TRAVAIL DEMANDÉ:
1. Répondez brièvement à ces questions sur le texte consacré à l'extradition de Cesare Battisti :
(a) À quelle date le Conseil d'État français confirme-t-il le décret d'extradition ?
(b) Dans quelle ville la police brésilienne arrête-t-elle Cesare Battisti ?
(c) À quelle date la Cour européenne des droits de l'homme déclare-t-elle sa demande irrecevable ?
2. Rédigez la suite du texte consacré à l'extradition de Cesare Battisti, en reprenant après sa dernière phrase.

TEXTE FOURNI:
※

Un pourvoi formé devant la chambre criminelle de la Cour de cassation française est examiné le 29 septembre, puis rejeté le 13 octobre 2004[44].
Le décret d'extradition est signé par le premier ministre. Les avocats introduisent un recours en annulation devant le Conseil d'État français, qui confirme le décret d'extradition le 18 mars 2005[13].
Cesare Battisti dépose une plainte auprès de la Cour européenne des droits de l'homme, au titre que son extradition vers l'Italie porterait atteinte à son droit à un procès équitable (en référence au fait, entre autres, qu'il n'était pas présent lors de son procès). La Cour européenne des droits de l'homme, à l'unanimité, a déclaré, par la décision du 12 décembre 2006, que les jugements sur Battisti en Italie ont été effectuées en stricte conformité avec les principes de procédure régulière[45].
La Cour européenne des droits de l'homme déclare le 19 mars 2007 que sa demande est irrecevable[46],[47]. Là elle motive sa décision par le motif qu'il avait « renoncé d'une manière non équivoque à son droit de comparaître personnellement et d'être jugé en sa présence » en étant en fuite et note que « le requérant, qui avait délibérément choisi de rester en situation de fuite après son évasion en 1981, était effectivement assisté de plusieurs avocats, spécialement désignés par lui durant la procédure »[48],[49]
À partir de 2007 : au Brésil
Il est arrêté par la police brésilienne le 18 mars 2007,[50],[51],[50],[52] à Rio de Janeiro. Dès les premiers jours, la presse a relayé qu'il avait été arrêté en compagnie d'une femme, Lucie Abadia, membre de son comité de soutien, prise en filature depuis la France, et qui allait lui apporter 9 000 €, mais cette version a été par la suite contestée[53],[54],[55]. L'opération était appuyée par des policiers français, présents lors de l'arrestation.
L'Italie a appelé immédiatement à son extradition, mais la justice brésilienne doit elle-même se prononcer, auparavant, sur la légalité de cette procédure[56], c'est-à-dire déterminer si le jugement italien, y compris la procédure de jugement par contumace, est en conformité avec la procédure criminelle brésilienne.

※

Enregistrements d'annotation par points

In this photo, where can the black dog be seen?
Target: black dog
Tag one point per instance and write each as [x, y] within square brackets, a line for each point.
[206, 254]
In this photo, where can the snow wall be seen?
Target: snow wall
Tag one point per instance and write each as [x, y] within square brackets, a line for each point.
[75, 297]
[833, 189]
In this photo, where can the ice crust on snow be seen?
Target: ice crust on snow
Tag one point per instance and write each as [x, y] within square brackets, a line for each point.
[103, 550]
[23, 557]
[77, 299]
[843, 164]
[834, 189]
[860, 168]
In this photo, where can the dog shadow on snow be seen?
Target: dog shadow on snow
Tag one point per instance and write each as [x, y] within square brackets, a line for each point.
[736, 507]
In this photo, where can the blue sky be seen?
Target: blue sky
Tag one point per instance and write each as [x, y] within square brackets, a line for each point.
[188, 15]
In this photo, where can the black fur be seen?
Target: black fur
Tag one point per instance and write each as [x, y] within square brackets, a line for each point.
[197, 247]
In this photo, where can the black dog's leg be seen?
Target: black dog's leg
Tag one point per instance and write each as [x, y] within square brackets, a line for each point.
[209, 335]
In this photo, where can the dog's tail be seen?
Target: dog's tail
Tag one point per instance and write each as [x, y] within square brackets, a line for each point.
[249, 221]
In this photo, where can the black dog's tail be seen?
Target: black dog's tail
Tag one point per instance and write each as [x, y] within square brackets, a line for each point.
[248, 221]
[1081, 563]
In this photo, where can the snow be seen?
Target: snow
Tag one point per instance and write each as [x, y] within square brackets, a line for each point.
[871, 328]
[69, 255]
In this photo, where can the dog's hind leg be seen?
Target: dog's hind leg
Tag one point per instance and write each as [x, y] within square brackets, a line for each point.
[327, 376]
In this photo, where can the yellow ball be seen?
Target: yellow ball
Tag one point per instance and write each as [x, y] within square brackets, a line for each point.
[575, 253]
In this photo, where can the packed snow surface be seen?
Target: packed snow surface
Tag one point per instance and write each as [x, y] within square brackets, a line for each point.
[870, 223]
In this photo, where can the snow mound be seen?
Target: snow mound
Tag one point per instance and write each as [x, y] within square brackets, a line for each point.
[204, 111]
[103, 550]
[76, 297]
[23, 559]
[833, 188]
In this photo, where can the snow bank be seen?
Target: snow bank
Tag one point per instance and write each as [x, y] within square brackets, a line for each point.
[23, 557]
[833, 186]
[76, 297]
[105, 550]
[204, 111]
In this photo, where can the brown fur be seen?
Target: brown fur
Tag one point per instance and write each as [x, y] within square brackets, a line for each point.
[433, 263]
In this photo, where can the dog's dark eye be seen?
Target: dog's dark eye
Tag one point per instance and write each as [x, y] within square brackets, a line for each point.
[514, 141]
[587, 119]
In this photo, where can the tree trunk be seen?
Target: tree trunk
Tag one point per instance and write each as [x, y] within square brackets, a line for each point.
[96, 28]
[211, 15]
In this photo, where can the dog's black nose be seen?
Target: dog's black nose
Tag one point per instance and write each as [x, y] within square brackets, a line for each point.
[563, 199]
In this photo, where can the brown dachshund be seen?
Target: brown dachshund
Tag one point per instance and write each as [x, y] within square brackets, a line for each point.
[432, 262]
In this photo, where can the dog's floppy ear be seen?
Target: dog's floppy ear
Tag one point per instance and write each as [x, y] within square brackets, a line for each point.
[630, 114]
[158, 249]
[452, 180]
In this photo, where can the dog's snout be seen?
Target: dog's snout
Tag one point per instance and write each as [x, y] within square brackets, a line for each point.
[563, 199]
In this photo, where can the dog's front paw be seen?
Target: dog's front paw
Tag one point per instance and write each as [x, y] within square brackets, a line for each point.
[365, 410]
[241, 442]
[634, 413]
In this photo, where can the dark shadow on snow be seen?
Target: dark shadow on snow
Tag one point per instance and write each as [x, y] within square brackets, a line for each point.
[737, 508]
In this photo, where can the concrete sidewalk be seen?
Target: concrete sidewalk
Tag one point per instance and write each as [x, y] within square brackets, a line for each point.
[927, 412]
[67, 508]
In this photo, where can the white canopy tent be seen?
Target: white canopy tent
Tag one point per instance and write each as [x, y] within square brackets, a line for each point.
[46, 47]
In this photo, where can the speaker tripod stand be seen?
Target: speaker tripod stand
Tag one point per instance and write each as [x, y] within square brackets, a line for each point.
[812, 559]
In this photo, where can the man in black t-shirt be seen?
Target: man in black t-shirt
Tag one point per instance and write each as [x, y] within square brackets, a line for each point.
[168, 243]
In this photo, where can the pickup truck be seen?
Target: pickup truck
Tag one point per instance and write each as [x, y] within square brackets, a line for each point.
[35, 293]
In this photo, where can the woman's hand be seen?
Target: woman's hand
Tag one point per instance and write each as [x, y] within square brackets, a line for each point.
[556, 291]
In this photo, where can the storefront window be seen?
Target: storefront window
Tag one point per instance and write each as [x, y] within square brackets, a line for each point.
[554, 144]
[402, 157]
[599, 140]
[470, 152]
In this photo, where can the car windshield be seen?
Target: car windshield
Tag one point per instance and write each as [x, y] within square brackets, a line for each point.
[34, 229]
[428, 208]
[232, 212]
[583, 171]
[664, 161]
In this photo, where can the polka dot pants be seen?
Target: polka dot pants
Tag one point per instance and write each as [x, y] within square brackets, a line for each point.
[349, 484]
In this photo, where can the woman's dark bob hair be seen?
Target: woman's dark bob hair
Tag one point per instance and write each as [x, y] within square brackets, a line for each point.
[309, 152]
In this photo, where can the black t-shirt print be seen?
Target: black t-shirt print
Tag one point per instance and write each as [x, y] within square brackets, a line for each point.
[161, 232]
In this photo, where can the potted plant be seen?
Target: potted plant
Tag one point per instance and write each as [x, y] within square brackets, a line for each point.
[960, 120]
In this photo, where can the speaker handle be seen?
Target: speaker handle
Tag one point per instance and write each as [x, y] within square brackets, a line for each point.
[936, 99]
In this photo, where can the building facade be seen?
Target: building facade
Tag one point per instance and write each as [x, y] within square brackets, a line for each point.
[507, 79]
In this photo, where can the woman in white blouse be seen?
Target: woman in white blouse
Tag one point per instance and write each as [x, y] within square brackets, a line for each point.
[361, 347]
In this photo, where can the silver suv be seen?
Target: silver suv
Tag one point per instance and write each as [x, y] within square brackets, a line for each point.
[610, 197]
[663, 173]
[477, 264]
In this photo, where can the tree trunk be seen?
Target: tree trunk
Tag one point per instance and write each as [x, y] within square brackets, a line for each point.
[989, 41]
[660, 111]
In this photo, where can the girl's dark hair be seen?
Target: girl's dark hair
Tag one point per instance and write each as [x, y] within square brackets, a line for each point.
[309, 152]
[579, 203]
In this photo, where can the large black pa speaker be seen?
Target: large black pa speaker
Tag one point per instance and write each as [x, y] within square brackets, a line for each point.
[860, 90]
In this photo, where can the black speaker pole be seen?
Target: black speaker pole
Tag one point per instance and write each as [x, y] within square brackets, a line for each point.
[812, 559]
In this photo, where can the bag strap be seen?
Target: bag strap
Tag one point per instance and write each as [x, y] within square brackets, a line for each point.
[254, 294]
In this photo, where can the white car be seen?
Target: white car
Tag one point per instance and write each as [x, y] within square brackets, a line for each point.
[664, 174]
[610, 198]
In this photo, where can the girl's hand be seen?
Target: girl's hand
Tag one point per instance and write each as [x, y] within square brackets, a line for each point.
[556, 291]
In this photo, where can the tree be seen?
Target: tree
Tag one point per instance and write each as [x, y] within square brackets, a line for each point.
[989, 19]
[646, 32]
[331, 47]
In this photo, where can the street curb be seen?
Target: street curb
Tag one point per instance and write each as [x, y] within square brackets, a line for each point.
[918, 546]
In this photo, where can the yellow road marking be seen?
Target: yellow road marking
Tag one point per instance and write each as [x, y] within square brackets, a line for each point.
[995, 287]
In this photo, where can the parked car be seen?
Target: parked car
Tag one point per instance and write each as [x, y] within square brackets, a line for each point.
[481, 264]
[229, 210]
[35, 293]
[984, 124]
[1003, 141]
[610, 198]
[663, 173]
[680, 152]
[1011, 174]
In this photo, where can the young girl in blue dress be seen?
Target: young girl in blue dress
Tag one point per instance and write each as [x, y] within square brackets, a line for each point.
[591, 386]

※

RÉPONSES:
1.
(a) Le 18 mars 2005.
(b) À Rio de Janeiro.
(c) Le 19 mars 2007.

2.
Le 20 mars 2007, la Cour suprême brésilienne donne quarante jours à l'Italie pour présenter une demande formelle d'extradition de Cesare Battisti. Suite à quoi, la cour pourra statuer dans un délai non précisé. Si la Cour conclut que les crimes dont il est accusé constituent des actes de terrorisme, il pourra être extradé, mais s'il demande et obtient le statut de réfugié politique, l'extradition ne pourra pas avoir lieu. La cour devra également prendre en compte le fait que le Brésil n'extrade pas pour des peines de plus de trente ans de prison et que les lois brésiliennes ne reconnaissent pas les jugements prononcés en absence de l'accusé (alors qu'il est condamné à perpétuité par contumace)[57].
Les autorités judiciaires italiennes se disent satisfaites de cette arrestation[58],[59]. Romano Prodi, président du Conseil a félicité Giuliano Amato, ministre de l'Intérieur, de l'arrestation de Battisti. En effet, des membres de la police antiterroriste italienne, l'Ucigos, se trouvaient depuis le mois d'octobre au Brésil à la recherche de l'ex-membre des Prolétaires armés pour le communisme.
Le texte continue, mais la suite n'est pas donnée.